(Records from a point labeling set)
-- Begin --

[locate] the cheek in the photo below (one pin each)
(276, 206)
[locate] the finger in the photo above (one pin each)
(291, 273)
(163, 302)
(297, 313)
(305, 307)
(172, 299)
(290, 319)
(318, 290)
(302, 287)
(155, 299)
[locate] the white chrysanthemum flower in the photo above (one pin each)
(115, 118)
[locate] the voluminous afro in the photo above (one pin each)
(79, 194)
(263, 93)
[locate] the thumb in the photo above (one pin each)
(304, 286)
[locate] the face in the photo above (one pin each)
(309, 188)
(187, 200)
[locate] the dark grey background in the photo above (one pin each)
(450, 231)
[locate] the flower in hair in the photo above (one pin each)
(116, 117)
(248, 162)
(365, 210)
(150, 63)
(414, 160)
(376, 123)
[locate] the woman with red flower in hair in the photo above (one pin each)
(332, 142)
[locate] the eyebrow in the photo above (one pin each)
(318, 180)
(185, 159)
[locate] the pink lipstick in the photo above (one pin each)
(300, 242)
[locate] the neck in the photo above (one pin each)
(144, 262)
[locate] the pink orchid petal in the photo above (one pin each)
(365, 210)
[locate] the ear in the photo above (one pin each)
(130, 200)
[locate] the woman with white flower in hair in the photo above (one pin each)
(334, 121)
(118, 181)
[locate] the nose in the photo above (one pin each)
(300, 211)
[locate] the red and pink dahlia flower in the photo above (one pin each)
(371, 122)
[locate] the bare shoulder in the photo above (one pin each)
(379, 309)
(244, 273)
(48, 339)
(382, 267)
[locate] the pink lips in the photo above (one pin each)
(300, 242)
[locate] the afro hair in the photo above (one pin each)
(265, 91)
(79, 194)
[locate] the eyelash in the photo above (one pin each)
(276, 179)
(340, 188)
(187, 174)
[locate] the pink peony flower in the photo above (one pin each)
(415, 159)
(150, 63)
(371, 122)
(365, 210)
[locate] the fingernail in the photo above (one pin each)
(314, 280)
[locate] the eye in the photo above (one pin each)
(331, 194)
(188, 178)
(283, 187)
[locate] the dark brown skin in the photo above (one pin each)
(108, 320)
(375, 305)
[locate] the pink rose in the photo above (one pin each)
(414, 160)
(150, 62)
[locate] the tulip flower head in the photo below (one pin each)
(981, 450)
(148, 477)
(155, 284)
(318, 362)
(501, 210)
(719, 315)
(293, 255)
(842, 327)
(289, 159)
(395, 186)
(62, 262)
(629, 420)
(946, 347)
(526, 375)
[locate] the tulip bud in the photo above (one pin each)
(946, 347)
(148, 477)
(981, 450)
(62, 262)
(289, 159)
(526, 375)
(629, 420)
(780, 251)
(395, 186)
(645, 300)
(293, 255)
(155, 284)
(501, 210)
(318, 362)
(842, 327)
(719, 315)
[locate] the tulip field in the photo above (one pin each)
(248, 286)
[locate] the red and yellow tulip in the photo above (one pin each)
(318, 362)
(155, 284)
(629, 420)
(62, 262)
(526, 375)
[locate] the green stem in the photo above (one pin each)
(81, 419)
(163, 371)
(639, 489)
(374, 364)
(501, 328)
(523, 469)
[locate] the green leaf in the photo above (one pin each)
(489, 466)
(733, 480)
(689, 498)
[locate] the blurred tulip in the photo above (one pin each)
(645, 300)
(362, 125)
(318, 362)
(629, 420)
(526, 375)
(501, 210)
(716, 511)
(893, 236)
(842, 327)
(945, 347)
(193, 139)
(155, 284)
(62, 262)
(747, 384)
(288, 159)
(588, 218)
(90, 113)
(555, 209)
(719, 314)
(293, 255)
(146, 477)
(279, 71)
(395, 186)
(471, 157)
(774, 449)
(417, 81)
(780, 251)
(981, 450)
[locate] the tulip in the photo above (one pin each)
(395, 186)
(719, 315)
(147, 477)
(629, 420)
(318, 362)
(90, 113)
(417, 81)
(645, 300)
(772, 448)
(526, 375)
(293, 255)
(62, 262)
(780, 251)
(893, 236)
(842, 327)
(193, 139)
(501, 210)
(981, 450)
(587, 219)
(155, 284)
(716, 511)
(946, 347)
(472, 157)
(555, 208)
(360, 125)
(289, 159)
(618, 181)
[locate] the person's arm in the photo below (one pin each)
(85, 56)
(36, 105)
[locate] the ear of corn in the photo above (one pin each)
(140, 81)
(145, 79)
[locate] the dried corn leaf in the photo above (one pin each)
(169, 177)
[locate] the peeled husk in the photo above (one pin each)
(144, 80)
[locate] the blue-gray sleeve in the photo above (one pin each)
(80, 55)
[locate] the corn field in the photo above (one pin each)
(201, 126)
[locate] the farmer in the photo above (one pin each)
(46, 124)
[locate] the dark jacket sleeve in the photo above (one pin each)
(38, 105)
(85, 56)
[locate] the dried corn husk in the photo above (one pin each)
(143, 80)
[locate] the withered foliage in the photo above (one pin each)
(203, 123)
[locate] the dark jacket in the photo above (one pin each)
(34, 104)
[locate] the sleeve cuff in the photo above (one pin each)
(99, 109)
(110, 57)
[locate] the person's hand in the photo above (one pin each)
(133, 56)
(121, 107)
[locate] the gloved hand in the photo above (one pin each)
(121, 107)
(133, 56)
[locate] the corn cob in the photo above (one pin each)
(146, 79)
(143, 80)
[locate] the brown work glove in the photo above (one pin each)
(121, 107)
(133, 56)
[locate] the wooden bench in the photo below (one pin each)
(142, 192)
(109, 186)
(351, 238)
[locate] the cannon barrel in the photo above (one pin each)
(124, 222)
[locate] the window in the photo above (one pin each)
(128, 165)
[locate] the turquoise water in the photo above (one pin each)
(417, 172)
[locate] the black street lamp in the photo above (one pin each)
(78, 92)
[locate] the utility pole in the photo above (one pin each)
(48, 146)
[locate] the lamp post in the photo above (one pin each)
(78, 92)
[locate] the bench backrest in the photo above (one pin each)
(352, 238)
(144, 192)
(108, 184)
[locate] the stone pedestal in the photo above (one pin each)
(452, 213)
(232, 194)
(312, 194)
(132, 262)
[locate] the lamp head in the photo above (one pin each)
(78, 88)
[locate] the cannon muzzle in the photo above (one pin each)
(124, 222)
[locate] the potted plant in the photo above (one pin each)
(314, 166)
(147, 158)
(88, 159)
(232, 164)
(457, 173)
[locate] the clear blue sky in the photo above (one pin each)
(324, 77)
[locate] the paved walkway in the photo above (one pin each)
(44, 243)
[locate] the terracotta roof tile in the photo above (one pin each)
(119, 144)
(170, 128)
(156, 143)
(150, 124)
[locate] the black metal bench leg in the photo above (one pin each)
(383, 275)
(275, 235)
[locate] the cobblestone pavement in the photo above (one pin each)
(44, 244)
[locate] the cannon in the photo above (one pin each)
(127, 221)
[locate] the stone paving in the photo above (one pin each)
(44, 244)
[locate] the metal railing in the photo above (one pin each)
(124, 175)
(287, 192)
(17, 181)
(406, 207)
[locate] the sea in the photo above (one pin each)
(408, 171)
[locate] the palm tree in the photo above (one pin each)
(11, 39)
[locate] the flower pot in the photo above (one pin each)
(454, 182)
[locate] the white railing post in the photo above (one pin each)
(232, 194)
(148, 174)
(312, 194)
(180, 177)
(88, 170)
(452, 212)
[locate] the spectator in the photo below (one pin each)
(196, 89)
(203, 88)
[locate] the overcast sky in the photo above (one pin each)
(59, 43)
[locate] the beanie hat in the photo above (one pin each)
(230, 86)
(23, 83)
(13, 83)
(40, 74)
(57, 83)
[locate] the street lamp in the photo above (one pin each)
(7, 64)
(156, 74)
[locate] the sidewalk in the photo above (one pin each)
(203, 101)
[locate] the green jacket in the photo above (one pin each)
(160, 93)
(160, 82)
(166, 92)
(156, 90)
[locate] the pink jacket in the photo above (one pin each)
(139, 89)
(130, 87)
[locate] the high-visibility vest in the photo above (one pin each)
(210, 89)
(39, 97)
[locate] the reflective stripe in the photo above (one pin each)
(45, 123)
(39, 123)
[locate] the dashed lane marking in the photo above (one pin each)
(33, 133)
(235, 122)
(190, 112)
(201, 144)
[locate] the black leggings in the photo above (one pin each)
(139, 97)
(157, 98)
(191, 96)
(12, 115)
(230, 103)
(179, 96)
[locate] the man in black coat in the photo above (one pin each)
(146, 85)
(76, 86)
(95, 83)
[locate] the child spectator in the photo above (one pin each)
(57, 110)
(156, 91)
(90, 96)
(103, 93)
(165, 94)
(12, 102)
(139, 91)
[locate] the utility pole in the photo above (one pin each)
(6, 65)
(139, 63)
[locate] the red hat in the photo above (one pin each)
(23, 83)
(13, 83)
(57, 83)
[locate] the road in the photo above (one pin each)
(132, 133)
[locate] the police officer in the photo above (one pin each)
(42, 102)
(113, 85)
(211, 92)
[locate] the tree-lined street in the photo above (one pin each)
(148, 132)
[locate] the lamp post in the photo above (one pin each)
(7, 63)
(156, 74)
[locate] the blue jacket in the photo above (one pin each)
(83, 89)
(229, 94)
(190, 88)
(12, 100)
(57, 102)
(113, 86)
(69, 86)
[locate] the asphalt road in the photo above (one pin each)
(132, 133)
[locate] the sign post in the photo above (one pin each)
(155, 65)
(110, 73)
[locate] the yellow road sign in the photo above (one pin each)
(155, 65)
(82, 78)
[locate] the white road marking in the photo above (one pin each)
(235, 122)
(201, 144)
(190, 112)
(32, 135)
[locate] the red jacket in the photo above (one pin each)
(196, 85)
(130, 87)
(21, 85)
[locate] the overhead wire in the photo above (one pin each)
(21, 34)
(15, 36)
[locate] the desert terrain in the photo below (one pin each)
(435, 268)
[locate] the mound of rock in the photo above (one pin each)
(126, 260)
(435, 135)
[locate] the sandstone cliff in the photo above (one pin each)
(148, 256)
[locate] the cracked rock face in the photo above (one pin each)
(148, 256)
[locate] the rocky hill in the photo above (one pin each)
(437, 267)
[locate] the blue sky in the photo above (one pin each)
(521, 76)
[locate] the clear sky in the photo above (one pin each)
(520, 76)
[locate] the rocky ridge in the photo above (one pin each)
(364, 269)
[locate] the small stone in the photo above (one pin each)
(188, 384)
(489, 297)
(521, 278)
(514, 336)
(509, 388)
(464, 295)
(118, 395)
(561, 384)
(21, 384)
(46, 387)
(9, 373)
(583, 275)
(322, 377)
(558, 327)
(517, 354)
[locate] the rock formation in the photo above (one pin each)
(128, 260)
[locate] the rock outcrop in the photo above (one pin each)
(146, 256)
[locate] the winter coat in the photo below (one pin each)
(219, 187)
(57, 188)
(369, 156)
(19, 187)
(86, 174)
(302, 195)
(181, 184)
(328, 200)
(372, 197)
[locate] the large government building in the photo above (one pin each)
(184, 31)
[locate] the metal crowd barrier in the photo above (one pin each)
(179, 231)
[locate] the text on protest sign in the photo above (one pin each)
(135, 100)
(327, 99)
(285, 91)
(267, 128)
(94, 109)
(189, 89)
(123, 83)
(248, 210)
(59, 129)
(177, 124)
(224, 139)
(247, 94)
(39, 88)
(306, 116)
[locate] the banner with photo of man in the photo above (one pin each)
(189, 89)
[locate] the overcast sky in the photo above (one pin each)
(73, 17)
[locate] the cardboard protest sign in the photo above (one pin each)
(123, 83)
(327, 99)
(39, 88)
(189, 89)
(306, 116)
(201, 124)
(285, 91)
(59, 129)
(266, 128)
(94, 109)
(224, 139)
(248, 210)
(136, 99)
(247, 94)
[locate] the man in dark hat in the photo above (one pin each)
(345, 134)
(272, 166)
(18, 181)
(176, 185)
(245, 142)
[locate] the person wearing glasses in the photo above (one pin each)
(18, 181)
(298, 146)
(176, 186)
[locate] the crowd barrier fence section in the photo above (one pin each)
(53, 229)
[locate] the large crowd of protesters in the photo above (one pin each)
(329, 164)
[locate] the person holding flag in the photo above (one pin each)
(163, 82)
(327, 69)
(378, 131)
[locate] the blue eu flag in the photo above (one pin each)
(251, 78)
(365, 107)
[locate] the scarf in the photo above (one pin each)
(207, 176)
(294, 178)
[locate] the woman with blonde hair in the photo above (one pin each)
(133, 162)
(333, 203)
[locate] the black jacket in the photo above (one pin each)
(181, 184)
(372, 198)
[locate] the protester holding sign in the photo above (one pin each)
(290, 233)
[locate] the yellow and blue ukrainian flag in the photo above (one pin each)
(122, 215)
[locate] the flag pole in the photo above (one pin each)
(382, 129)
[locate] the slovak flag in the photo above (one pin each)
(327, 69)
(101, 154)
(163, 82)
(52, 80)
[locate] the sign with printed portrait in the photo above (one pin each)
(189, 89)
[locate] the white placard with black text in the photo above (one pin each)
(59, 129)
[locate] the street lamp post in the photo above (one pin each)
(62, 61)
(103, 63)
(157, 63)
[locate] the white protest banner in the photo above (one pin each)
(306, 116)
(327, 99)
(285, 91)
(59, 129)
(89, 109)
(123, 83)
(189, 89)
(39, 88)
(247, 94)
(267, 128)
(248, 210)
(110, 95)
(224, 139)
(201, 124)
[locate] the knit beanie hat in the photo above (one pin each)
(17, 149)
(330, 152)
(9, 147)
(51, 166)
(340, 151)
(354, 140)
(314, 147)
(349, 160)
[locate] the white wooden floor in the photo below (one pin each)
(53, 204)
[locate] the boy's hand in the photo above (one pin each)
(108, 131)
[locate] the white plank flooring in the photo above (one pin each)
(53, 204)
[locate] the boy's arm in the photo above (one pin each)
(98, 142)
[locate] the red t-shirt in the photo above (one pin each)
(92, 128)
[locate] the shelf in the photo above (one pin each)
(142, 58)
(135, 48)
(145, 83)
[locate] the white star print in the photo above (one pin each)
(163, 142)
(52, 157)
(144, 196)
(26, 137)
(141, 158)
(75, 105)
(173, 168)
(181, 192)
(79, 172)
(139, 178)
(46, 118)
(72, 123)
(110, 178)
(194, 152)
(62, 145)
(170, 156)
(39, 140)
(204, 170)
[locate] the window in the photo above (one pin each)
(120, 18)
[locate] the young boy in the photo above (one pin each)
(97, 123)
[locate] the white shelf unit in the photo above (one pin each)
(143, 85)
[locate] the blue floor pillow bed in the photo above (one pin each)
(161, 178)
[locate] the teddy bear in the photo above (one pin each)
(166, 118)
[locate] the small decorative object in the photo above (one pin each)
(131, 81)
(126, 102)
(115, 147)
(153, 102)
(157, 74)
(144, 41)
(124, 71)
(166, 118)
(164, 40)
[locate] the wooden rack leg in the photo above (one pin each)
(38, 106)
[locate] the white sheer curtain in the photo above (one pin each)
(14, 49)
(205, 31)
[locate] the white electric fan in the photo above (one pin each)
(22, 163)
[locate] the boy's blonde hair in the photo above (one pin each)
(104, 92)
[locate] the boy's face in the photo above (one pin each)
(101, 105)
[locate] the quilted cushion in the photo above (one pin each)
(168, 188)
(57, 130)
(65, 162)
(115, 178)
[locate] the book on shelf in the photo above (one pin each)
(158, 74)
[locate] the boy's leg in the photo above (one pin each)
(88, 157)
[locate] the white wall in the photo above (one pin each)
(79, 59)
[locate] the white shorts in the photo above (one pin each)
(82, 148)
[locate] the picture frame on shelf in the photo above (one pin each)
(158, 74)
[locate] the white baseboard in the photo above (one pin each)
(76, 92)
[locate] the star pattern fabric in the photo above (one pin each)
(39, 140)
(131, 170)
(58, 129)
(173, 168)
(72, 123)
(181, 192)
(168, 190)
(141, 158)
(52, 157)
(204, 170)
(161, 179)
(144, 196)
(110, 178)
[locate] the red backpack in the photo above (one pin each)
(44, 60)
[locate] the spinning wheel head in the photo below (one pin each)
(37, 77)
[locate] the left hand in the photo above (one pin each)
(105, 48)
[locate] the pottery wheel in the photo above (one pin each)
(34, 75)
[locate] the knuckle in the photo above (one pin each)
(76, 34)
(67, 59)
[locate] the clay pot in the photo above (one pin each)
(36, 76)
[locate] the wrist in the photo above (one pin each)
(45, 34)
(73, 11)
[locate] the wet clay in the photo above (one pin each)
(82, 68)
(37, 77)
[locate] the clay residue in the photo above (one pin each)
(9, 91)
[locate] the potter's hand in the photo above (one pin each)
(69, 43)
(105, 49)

-- End --

Requirement = Would you quote, exactly and only, the lines from the one containing "[locate] the quilted" to the end of the entries?

Answer below =
[locate] the quilted cushion in the photo above (one pin each)
(168, 188)
(57, 130)
(65, 162)
(115, 178)
[locate] the book on shelf in the photo above (one pin each)
(158, 74)
[locate] the boy's leg in the photo above (one pin each)
(88, 157)
[locate] the white wall in the photo above (one pin each)
(79, 59)
[locate] the white shorts in the photo above (one pin each)
(82, 148)
[locate] the picture frame on shelf in the photo above (one pin each)
(158, 74)
[locate] the white baseboard in the photo above (one pin each)
(76, 92)
[locate] the star pattern fabric in the photo above (one pin each)
(39, 140)
(131, 170)
(58, 129)
(173, 168)
(72, 123)
(181, 192)
(168, 190)
(141, 158)
(52, 157)
(204, 170)
(161, 179)
(144, 196)
(110, 178)
[locate] the red backpack in the photo above (one pin each)
(44, 60)
[locate] the spinning wheel head in the photo below (one pin each)
(37, 77)
[locate] the left hand in the photo above (one pin each)
(105, 48)
[locate] the pottery wheel in the photo above (one pin each)
(34, 75)
[locate] the knuckle in the photo above (one pin each)
(76, 34)
(67, 59)
[locate] the clay pot in the photo above (one pin each)
(36, 76)
[locate] the wrist in the photo above (one pin each)
(45, 34)
(73, 11)
[locate] the wet clay in the photo above (one pin each)
(82, 68)
(37, 77)
[locate] the clay residue in the photo above (one pin each)
(9, 91)
[locate] the potter's hand in the photo above (one pin each)
(69, 43)
(105, 49)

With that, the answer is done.